Brief » Print every line of the records below exactly as it reads.

══ Data shown ══

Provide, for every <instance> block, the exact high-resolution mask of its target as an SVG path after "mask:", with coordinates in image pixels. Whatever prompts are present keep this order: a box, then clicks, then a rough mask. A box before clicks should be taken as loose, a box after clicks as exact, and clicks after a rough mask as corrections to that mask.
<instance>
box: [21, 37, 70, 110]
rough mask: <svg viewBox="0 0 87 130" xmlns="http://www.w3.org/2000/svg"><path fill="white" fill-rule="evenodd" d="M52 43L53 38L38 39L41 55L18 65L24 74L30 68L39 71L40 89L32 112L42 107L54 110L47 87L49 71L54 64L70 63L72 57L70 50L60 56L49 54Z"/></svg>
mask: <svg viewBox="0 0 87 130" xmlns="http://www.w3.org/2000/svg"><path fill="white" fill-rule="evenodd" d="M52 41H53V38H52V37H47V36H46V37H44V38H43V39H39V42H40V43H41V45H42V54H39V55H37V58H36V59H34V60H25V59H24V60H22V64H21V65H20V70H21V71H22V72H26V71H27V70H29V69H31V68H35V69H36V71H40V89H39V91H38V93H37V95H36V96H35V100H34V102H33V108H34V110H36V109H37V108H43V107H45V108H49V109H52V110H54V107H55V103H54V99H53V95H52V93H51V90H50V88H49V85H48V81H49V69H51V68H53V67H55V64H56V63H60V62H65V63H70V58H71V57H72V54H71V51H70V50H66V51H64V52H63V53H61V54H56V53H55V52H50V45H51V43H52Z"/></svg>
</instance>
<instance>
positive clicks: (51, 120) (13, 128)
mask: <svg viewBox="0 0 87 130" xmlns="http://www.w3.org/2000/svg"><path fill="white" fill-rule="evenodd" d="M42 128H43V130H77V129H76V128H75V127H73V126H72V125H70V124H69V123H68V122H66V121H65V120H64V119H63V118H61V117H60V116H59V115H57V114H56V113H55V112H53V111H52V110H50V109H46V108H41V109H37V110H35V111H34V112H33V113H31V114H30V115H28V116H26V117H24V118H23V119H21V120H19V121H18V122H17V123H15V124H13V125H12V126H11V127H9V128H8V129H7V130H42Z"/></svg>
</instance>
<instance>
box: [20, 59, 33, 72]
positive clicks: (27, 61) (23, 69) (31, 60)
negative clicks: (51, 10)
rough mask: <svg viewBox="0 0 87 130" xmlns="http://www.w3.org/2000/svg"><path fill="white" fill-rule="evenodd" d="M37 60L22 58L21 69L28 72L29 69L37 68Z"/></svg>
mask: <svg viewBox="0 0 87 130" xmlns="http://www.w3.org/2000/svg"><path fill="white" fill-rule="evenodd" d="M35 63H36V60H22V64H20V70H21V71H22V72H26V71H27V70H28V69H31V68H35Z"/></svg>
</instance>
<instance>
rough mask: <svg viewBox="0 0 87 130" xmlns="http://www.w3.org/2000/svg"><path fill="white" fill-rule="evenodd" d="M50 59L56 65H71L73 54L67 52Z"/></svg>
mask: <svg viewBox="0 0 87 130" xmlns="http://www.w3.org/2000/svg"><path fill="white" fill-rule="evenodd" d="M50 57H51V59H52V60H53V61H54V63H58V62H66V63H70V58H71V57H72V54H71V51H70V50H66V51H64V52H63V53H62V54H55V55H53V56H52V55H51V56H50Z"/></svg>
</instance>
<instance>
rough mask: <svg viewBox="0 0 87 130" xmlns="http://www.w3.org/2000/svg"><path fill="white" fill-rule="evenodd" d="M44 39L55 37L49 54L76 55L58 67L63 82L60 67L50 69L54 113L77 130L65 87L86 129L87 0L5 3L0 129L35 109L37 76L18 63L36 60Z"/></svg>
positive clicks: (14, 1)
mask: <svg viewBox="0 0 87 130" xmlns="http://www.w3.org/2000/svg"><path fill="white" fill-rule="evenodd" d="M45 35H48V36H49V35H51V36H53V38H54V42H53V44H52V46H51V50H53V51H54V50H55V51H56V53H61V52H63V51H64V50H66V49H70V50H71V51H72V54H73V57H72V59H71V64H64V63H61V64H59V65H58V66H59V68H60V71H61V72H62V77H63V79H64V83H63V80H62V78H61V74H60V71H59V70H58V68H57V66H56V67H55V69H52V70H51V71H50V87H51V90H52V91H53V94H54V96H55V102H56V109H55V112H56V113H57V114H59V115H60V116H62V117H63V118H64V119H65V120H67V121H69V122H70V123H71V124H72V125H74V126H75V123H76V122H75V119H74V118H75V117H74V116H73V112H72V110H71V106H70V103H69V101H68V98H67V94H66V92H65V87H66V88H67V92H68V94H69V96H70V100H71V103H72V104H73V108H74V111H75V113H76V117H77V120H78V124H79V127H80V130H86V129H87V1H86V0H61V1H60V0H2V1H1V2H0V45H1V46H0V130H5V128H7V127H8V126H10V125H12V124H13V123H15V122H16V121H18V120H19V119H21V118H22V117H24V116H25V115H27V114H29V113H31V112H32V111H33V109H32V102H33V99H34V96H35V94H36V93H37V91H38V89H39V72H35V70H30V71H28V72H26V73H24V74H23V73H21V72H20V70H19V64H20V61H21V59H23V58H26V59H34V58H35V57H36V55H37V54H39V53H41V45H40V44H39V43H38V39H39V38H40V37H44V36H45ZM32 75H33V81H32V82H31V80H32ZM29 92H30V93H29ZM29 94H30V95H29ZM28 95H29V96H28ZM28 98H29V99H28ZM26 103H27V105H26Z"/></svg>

═══

Exercise response »
Provide, for every <instance> block, the exact high-resolution mask of its target as an SVG path after "mask:", with coordinates in image pixels. Whatever prompts are present keep this order: a box, then clicks, then a rough mask. A box before clicks should be taken as loose, a box after clicks as exact, and clicks after a rough mask as corrections to that mask.
<instance>
box: [21, 37, 70, 110]
rough mask: <svg viewBox="0 0 87 130" xmlns="http://www.w3.org/2000/svg"><path fill="white" fill-rule="evenodd" d="M52 43L53 38L38 39L41 55L18 65L24 74L30 68L39 71L40 89L32 112L42 107L54 110L47 87L49 71L54 64L70 63L72 57L70 50L60 56L49 54Z"/></svg>
mask: <svg viewBox="0 0 87 130" xmlns="http://www.w3.org/2000/svg"><path fill="white" fill-rule="evenodd" d="M52 41H53V38H52V37H47V36H46V37H44V38H43V39H39V42H40V43H41V45H42V54H39V55H37V58H36V59H34V60H25V59H24V60H22V64H21V65H20V70H21V71H22V72H26V71H27V70H29V69H31V68H35V69H36V71H40V89H39V91H38V93H37V95H36V96H35V100H34V102H33V108H34V110H36V109H37V108H43V107H45V108H49V109H52V110H54V107H55V103H54V99H53V95H52V93H51V90H50V88H49V85H48V81H49V69H51V68H53V67H55V64H56V63H60V62H65V63H70V58H71V57H72V54H71V51H70V50H66V51H64V52H63V53H61V54H56V53H55V52H50V45H51V43H52Z"/></svg>
</instance>
<instance>
positive clicks: (51, 120) (13, 128)
mask: <svg viewBox="0 0 87 130" xmlns="http://www.w3.org/2000/svg"><path fill="white" fill-rule="evenodd" d="M42 128H43V130H77V129H76V128H75V127H73V126H72V125H70V124H69V123H68V122H66V121H65V120H64V119H63V118H61V117H60V116H59V115H57V114H56V113H55V112H53V111H52V110H50V109H46V108H41V109H37V110H35V111H34V112H33V113H31V114H30V115H28V116H26V117H24V118H23V119H21V120H19V121H18V122H17V123H15V124H13V125H12V126H11V127H9V128H8V129H7V130H42Z"/></svg>
</instance>
<instance>
box: [20, 59, 33, 72]
positive clicks: (27, 61) (23, 69) (31, 60)
negative clicks: (51, 10)
rough mask: <svg viewBox="0 0 87 130" xmlns="http://www.w3.org/2000/svg"><path fill="white" fill-rule="evenodd" d="M37 60L22 58L21 69L28 72L29 69L37 68Z"/></svg>
mask: <svg viewBox="0 0 87 130" xmlns="http://www.w3.org/2000/svg"><path fill="white" fill-rule="evenodd" d="M35 63H36V60H22V64H20V70H21V71H22V72H26V71H27V70H28V69H31V68H35Z"/></svg>
</instance>
<instance>
rough mask: <svg viewBox="0 0 87 130" xmlns="http://www.w3.org/2000/svg"><path fill="white" fill-rule="evenodd" d="M50 59L56 65H71L73 54L67 52Z"/></svg>
mask: <svg viewBox="0 0 87 130" xmlns="http://www.w3.org/2000/svg"><path fill="white" fill-rule="evenodd" d="M50 57H51V59H52V60H53V61H54V63H58V62H66V63H70V58H71V57H72V54H71V51H70V50H66V51H64V52H63V53H62V54H55V55H53V56H52V55H51V56H50Z"/></svg>
</instance>
<instance>
rough mask: <svg viewBox="0 0 87 130" xmlns="http://www.w3.org/2000/svg"><path fill="white" fill-rule="evenodd" d="M44 39L55 37L49 54L76 55L58 67L63 82L60 67L50 69L54 113L77 130L65 87L86 129L87 0L5 3L0 129L35 109L37 76L18 63L36 60Z"/></svg>
positive clicks: (14, 1)
mask: <svg viewBox="0 0 87 130" xmlns="http://www.w3.org/2000/svg"><path fill="white" fill-rule="evenodd" d="M45 35H48V36H49V35H51V36H53V38H54V42H53V44H52V46H51V50H53V51H54V50H55V51H56V53H61V52H63V51H64V50H66V49H70V50H71V51H72V54H73V57H72V59H71V64H64V63H61V64H59V65H58V66H59V68H60V71H61V72H62V77H63V79H64V83H63V80H62V78H61V74H60V71H59V70H58V68H57V66H56V67H55V69H52V70H51V71H50V87H51V90H52V91H53V94H54V96H55V102H56V109H55V112H56V113H57V114H59V115H60V116H62V117H63V118H64V119H65V120H67V121H69V122H70V123H71V124H72V125H74V126H75V123H76V122H75V119H74V118H75V117H74V116H73V112H72V110H71V106H70V103H69V101H68V98H67V94H66V92H65V87H66V88H67V92H68V94H69V96H70V100H71V103H72V104H73V108H74V111H75V113H76V117H77V120H78V124H79V127H80V130H86V129H87V1H86V0H61V1H60V0H2V1H1V2H0V45H1V46H0V130H5V128H7V127H8V126H10V125H12V124H13V123H15V122H16V121H18V120H19V119H21V118H22V117H24V116H25V115H27V114H29V113H31V112H32V111H33V109H32V102H33V99H34V96H35V94H36V93H37V91H38V89H39V72H35V70H30V71H28V72H26V73H24V74H23V73H21V72H20V70H19V64H20V61H21V59H23V58H26V59H34V58H35V57H36V55H37V54H39V53H41V45H40V44H39V43H38V39H39V38H40V37H44V36H45ZM32 75H33V81H32V82H31V80H32ZM29 92H30V93H29ZM29 94H30V95H29ZM28 95H29V96H28ZM28 98H29V99H28ZM26 103H27V105H26Z"/></svg>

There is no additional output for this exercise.